- **WORK REQUIRED**: Retype every line of the listing below word for word, keeping the same order and punctuation.

-- BEGIN RECORD LIST --

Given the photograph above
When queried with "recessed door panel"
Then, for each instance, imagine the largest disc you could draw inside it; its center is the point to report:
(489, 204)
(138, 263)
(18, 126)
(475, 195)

-- END RECORD LIST --

- **RESULT FOR THIS TASK**:
Given the photograph above
When queried with "recessed door panel"
Then, for each instance, imagine the largest disc you could draw inside it; its center is the point to report:
(489, 204)
(138, 263)
(18, 126)
(475, 195)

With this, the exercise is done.